• Exercise task
Copy out every line of the records below, requests included, and scale each point coordinate in the answers by 2.45, rounding to whole numbers with halves rounded up. Leave the numbers inside the requests unchanged, and leave the pictures out.

• Input
═══
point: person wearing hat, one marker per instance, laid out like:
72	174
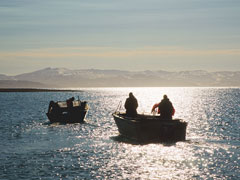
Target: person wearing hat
165	108
131	105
═══
• The solution
point: person wearing hat, one marker per instance, laid out like:
72	174
Target: person wearing hat
404	265
321	257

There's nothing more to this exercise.